Produce again, without any change, the lines running from the one with "Security feed analysis: the operator needs to locate food" through the final line of the data below, and only those.

**Text-to-region grounding data:**
----

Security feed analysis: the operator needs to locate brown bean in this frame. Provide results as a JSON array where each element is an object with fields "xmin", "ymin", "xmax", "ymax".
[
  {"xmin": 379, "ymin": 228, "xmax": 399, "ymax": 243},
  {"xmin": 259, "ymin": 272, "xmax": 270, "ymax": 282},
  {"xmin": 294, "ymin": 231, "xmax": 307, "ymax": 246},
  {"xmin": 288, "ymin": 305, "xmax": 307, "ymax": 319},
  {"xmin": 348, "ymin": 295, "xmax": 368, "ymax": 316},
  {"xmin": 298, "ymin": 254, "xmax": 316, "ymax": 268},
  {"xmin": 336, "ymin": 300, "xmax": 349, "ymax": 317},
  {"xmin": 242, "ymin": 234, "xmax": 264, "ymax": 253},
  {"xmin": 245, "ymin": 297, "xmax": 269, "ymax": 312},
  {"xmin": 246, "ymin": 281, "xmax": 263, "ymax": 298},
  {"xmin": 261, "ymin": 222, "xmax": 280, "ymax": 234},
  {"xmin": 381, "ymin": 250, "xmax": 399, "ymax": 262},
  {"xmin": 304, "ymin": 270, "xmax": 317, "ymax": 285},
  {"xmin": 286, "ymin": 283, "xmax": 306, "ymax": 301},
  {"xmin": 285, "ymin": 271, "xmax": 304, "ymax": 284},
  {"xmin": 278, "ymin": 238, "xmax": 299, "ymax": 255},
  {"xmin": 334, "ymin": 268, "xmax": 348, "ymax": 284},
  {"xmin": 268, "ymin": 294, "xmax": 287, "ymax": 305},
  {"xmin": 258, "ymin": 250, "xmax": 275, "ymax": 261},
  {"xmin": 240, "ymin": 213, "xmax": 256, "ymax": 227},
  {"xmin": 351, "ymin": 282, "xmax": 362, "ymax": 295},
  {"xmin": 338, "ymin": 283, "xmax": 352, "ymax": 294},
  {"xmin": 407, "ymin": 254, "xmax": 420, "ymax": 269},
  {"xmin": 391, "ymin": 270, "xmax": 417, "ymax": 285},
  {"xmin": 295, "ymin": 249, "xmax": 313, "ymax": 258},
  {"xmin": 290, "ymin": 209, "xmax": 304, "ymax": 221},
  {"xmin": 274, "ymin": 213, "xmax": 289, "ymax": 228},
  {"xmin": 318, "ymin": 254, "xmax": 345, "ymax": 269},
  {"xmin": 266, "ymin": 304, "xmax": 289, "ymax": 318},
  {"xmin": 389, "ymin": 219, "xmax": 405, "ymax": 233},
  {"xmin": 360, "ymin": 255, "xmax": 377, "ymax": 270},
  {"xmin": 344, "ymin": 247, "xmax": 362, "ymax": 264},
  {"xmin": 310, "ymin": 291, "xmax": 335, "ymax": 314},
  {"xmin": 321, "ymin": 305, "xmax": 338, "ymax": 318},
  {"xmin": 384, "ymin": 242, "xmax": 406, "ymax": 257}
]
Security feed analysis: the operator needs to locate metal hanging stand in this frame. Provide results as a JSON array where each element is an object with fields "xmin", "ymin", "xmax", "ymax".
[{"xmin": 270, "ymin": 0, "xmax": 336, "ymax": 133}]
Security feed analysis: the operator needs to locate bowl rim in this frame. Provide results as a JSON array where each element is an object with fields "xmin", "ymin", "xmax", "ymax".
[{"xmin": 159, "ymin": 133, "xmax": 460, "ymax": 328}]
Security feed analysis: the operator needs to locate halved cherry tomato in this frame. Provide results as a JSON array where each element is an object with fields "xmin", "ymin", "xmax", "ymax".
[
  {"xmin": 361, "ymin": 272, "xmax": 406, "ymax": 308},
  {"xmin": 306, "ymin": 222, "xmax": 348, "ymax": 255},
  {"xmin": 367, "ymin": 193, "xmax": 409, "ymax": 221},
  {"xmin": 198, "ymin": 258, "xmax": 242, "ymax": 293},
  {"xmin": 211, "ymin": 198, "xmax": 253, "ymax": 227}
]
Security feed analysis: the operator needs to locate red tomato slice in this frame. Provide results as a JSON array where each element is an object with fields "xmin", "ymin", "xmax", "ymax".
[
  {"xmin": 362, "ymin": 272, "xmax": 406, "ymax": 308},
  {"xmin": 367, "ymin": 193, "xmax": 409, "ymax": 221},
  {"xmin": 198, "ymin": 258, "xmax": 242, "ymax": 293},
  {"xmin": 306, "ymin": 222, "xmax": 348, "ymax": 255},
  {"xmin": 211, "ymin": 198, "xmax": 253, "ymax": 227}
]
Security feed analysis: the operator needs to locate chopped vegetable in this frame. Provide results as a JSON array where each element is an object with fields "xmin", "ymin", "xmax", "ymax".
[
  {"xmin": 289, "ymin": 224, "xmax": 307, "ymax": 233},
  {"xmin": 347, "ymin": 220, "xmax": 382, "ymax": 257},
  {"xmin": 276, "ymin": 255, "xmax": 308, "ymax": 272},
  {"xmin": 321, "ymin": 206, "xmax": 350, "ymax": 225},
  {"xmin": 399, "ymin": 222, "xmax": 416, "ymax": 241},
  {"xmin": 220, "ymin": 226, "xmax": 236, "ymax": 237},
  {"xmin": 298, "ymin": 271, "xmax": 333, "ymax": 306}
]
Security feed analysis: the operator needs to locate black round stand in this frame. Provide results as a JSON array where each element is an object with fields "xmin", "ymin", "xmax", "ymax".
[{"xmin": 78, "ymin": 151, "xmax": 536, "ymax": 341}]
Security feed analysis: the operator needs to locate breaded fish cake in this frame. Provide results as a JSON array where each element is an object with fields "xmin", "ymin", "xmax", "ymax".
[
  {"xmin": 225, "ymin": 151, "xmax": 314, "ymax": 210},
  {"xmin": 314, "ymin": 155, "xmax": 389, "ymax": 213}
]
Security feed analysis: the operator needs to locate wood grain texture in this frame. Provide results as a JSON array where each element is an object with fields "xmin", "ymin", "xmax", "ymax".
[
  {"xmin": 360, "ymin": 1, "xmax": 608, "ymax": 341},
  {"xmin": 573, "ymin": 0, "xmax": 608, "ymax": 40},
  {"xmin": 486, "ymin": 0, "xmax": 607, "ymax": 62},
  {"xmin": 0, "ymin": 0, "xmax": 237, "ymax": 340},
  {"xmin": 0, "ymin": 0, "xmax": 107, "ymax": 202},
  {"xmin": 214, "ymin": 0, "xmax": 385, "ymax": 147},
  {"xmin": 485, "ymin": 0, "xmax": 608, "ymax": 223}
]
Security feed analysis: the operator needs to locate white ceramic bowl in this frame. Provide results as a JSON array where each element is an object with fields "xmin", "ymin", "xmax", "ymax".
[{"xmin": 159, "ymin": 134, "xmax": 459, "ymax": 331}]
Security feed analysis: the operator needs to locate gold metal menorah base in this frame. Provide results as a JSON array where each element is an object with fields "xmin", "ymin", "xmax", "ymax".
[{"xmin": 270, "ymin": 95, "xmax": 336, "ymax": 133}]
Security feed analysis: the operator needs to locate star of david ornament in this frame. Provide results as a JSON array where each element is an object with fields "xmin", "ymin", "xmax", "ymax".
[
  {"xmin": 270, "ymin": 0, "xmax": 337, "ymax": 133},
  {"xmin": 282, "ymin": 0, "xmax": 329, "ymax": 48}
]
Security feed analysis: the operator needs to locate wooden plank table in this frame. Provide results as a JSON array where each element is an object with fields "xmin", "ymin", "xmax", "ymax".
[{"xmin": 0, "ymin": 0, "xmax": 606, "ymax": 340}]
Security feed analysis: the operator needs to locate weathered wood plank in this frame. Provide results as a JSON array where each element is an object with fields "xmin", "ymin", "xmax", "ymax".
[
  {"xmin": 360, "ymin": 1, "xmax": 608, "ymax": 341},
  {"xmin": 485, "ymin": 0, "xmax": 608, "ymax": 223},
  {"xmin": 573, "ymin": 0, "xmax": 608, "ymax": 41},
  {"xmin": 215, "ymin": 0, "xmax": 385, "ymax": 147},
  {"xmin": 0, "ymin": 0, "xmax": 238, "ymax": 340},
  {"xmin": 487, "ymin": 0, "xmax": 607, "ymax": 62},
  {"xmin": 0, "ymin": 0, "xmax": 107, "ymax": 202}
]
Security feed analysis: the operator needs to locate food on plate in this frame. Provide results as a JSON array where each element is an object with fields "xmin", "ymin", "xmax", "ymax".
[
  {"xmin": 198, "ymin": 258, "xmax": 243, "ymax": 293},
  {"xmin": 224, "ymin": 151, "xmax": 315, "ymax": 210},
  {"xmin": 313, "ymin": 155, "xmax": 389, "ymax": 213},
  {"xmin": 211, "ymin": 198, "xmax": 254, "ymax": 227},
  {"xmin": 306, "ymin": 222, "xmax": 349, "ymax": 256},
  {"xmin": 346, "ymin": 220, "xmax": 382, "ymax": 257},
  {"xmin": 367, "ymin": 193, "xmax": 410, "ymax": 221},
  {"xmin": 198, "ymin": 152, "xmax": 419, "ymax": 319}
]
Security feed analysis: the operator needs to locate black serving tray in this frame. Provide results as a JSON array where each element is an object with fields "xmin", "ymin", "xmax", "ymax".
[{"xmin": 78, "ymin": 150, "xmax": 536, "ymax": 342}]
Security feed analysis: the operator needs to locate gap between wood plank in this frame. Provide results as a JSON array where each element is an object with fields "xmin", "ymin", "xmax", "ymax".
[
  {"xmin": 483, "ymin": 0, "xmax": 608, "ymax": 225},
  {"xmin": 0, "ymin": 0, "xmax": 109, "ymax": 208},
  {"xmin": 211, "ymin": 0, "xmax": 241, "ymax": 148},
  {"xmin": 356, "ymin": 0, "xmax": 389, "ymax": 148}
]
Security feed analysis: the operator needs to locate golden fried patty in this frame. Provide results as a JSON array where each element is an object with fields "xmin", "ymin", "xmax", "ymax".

----

**FINAL ANSWER:**
Security feed analysis: the operator needs to locate food on plate in this frame. Provide results as a JSON array where each element is an object with fields "xmin", "ymin", "xmax", "ymax".
[
  {"xmin": 198, "ymin": 258, "xmax": 243, "ymax": 293},
  {"xmin": 224, "ymin": 151, "xmax": 315, "ymax": 210},
  {"xmin": 313, "ymin": 155, "xmax": 389, "ymax": 213},
  {"xmin": 211, "ymin": 198, "xmax": 254, "ymax": 227},
  {"xmin": 306, "ymin": 222, "xmax": 349, "ymax": 256},
  {"xmin": 346, "ymin": 220, "xmax": 382, "ymax": 257},
  {"xmin": 367, "ymin": 193, "xmax": 410, "ymax": 221},
  {"xmin": 198, "ymin": 152, "xmax": 419, "ymax": 319}
]
Security feed analysis: the operator needs to locate black serving tray in this frame. Provide results as a JSON array where each element is an object with fields "xmin", "ymin", "xmax", "ymax".
[{"xmin": 78, "ymin": 150, "xmax": 536, "ymax": 342}]
Security feed analysis: the operator needs to locate gap between wood plank in this frame. Provide results as a JSON array where each element is an object with fields "xmin", "ymin", "xmax", "ymax".
[
  {"xmin": 483, "ymin": 0, "xmax": 608, "ymax": 225},
  {"xmin": 0, "ymin": 0, "xmax": 109, "ymax": 208},
  {"xmin": 211, "ymin": 0, "xmax": 241, "ymax": 148},
  {"xmin": 356, "ymin": 0, "xmax": 389, "ymax": 148}
]
Security feed analysis: the operator needs to locate golden fried patty in this frame. Provide results as a JSON array where each element is an object with fields "xmin", "ymin", "xmax", "ymax".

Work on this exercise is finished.